TASK INSTRUCTIONS:
1. Quote the blog post on the jobs recovery word for word, starting with "The Obama administration" and going on through "it is. Bunk!".
2. Decide whether each statement agrees with the blog post on the jobs recovery, answering yes or no and quoting the words of the post that decide it: (a) The post states that Congress is passing emergency unemployment for up to 72 months. (b) The post states that the Stimulus has helped the private sector. (c) The post reports the administration saying that more jobs are being lost each month.

===== GIVEN PASSAGE =====

Sunday, March 7, 2010

False promises, false recovery

The Obama administration keeps saying that the economy is better; that they are losing fewer and fewer jobs every month. My father in law quips that if you get a terminal cut it will eventually stop bleeding: Seems that we may be at that point with jobs too.


The Stimulus that they like to tout has done nothing positive for the private sector. All it does is preserve local, state, and federal government jobs;. Congress is passing ‘emergency’ unemployment for up to 72 months and the Lame Stream media says nothing. These folks are not going to be filing any “first time unemployment” claims again anytime soon, so I guess the jobs situation must be as good as Harry Reid says it is. Bunk!

===== SOURCE MATERIAL =====

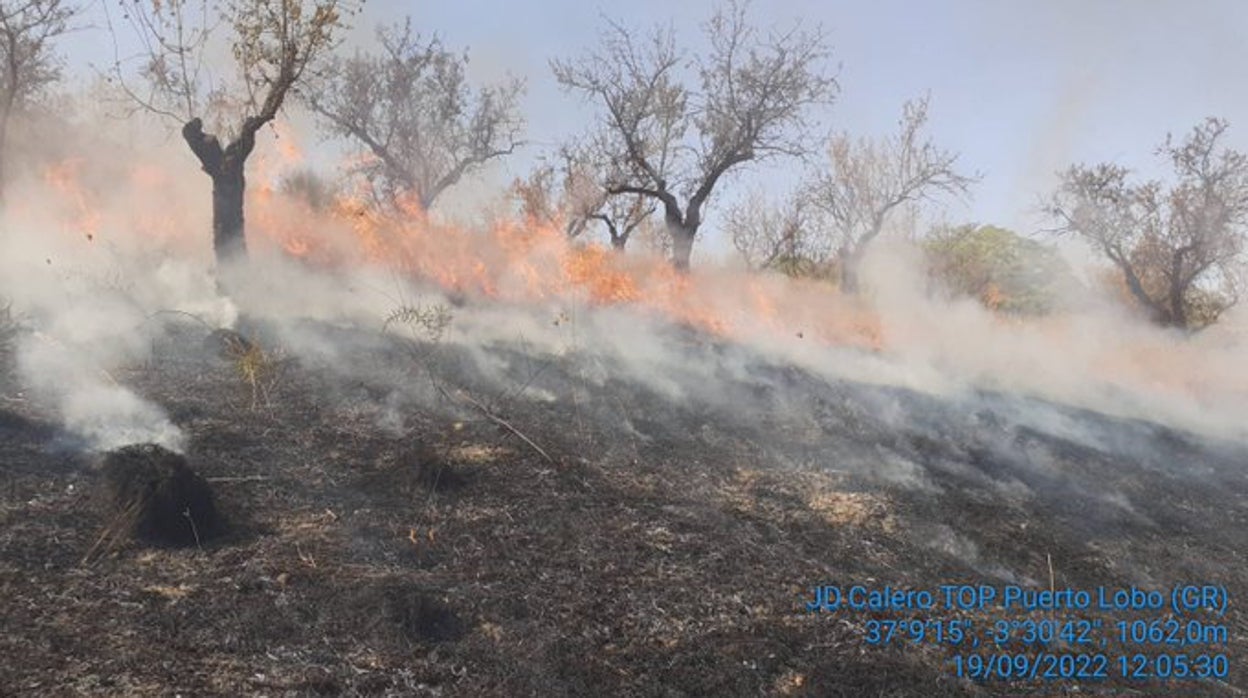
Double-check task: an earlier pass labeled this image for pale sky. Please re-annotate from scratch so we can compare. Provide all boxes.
[58,0,1248,243]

=====

SOLUTIONS:
1.
The Obama administration keeps saying that the economy is better; that they are losing fewer and fewer jobs every month. My father in law quips that if you get a terminal cut it will eventually stop bleeding: Seems that we may be at that point with jobs too.


The Stimulus that they like to tout has done nothing positive for the private sector. All it does is preserve local, state, and federal government jobs;. Congress is passing ‘emergency’ unemployment for up to 72 months and the Lame Stream media says nothing. These folks are not going to be filing any “first time unemployment” claims again anytime soon, so I guess the jobs situation must be as good as Harry Reid says it is. Bunk!

2.
(a) Yes: "Congress is passing ‘emergency’ unemployment for up to 72 months"
(b) No: "The Stimulus that they like to tout has done nothing positive for the private sector."
(c) No: "they are losing fewer and fewer jobs every month"